Items from a data source:
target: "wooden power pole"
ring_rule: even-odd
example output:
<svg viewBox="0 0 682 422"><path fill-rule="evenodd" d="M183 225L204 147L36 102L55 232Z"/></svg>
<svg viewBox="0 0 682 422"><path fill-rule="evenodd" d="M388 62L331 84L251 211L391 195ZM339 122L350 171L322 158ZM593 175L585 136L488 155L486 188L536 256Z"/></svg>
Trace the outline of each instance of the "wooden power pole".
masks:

AIM OF THE TASK:
Output the lines of the rows above as a Markdown table with the columns "No." and "Line", numbering each line and leaving out blank lines.

TASK OUTPUT:
| No. | Line |
|---|---|
| 1 | target: "wooden power pole" |
| 2 | ring_rule: even-odd |
| 3 | example output: |
| 4 | <svg viewBox="0 0 682 422"><path fill-rule="evenodd" d="M183 225L204 147L36 102L55 232Z"/></svg> |
| 5 | <svg viewBox="0 0 682 422"><path fill-rule="evenodd" d="M388 62L331 84L251 211L391 195ZM339 122L350 171L322 158ZM593 175L585 136L488 155L486 188L536 256Z"/></svg> |
| 6 | Trace the outline of each instance of the "wooden power pole". |
| 7 | masks: |